### Text passage
Learn practical skills, build real-world projects, and advance your career

Hypothesis Testing and Statistical Significance

This tutorial is a part of the Zero to Data Analyst Bootcamp by Jovian

alt

Hypothesis testing is a technique by statisticians, scientists and data analysts for measuring whether the results of an experiment are meaningful and reliable. The statistical significance of the results of an experiment is often quantified using a P-value. This tutorial aims to build intuition for hypothesis testing using some real-world examples.

How to Run the Code

The best way to learn the material is to execute the code and experiment with it yourself. This tutorial is an executable Jupyter notebook. You can run this tutorial and experiment with the code examples in a couple of ways: using free online resources (recommended) or on your computer.

Option 1: Running using free online resources (1-click, recommended)

The easiest way to start executing the code is to click the Run button at the top of this page and select Run on Binder. You can also select "Run on Colab" or "Run on Kaggle", but you'll need to create an account on Google Colab or Kaggle to use these platforms.

Option 2: Running on your computer locally

To run the code on your computer locally, you'll need to set up Python, download the notebook and install the required libraries. We recommend using the Conda distribution of Python. Click the Run button at the top of this page, select the Run Locally option, and follow the instructions.

Problem Statement

Let's work through a real-world example to understand how statistical tests are performed:

QUESTION: You're an analyst at the investment firm Capital Ventures, and you're evaluating the company Jovian for a potential investment. The founders of Jovian claim that completing a data science bootcamp offered by Jovian helps you land a data science job faster.

alt

A 2020 McKinley report suggests that candidates apply for an average of 37 data science job roles before getting hired. You've surveyed 42 Jovian bootcamp graduates who are now working in data science roles, and compiled data for the number of jobs each one applied to before getting hired: 31, 23, 19, 42, 37, 18, 7, 53, 33, 17, 27, 41, 36, 29, 60, 34, 21, 18, 45, 33, 16, 10, 48, 32, 19, 29, 40, 35, 28, 57, 25, 31, 19, 40, 37, 33, 38, 28, 40, 36, 42, 39

Is there a statistically significant decrease in the number of jobs candidates need to apply to before getting hired if they've completed a bootcamp offered by Jovian?

jobs_applied = [31, 23, 19, 42, 37, 18, 7, 53, 33, 17, 
                27, 41, 36, 29, 60, 34, 21, 18, 45, 33, 
                16, 10, 48, 32, 19, 29, 40, 35, 28, 57, 
                25, 31, 19, 40, 37, 33, 38, 28, 40, 36, 42, 39]

### Entries
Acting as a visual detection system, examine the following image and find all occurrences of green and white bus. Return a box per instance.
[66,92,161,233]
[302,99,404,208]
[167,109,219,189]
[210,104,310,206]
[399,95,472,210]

### Task list
a. According to the 2020 report cited in the hypothesis testing tutorial, how many data science roles do candidates apply for on average before getting hired?
b. Repeat verbatim the stretch of the hypothesis testing tutorial from "Option 2: Running" through "science job faster.".

### Responses per task
a. An average of 37 roles.

b.
Option 2: Running on your computer locally

To run the code on your computer locally, you'll need to set up Python, download the notebook and install the required libraries. We recommend using the Conda distribution of Python. Click the Run button at the top of this page, select the Run Locally option, and follow the instructions.

Problem Statement

Let's work through a real-world example to understand how statistical tests are performed:

QUESTION: You're an analyst at the investment firm Capital Ventures, and you're evaluating the company Jovian for a potential investment. The founders of Jovian claim that completing a data science bootcamp offered by Jovian helps you land a data science job faster.